Exercise instructions »
If a line of the data below holds the word "positive", list it.

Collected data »
▼▼▼

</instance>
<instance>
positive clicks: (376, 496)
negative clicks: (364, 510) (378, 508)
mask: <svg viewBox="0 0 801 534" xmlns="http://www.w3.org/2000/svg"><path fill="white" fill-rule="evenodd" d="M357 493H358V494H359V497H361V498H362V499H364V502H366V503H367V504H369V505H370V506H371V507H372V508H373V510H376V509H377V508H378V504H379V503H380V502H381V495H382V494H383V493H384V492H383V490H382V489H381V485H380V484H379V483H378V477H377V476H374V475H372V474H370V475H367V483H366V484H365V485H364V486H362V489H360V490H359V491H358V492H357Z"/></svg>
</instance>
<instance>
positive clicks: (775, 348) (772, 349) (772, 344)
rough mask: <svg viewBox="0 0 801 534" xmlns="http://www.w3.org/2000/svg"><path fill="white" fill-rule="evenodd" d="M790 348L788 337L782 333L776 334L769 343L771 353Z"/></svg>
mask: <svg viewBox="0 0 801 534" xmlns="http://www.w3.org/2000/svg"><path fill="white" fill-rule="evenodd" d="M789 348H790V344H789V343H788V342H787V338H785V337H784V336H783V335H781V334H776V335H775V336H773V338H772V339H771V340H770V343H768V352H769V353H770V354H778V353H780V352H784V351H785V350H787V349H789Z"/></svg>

▲▲▲

Answer for this exercise »
positive clicks: (376, 496)
positive clicks: (775, 348) (772, 349) (772, 344)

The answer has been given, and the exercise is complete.